* _WORK REQUIRED_
Return every line in the listing below that contains the word "Target". Case counts.

* _INPUT RECORDS_
━━━━━━━━━━━━━━━━━━━━

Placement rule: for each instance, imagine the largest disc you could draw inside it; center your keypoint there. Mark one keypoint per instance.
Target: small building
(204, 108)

━━━━━━━━━━━━━━━━━━━━

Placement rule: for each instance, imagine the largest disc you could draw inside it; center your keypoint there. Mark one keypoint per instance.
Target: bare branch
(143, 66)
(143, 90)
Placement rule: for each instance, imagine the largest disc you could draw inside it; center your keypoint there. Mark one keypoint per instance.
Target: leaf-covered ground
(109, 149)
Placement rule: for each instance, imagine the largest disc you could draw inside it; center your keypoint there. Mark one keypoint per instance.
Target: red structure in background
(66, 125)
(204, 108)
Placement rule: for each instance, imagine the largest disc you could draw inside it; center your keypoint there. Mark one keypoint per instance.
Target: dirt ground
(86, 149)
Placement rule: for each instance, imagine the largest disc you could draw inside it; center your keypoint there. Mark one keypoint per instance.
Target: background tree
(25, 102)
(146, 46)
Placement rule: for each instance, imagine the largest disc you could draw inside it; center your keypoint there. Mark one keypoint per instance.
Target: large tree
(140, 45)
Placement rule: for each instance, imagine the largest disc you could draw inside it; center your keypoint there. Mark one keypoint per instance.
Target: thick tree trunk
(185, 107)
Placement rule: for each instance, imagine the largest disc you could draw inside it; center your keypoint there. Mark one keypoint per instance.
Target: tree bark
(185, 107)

━━━━━━━━━━━━━━━━━━━━

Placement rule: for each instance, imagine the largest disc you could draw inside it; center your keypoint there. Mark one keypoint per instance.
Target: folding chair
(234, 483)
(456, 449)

━━━━━━━━━━━━━━━━━━━━

* _RESULT BELOW_
Target: small building
Target: bare branch
Target: leaf-covered ground
Target: red structure in background
Target: dirt ground
Target: background tree
Target: large tree
Target: thick tree trunk
Target: tree bark
Target: folding chair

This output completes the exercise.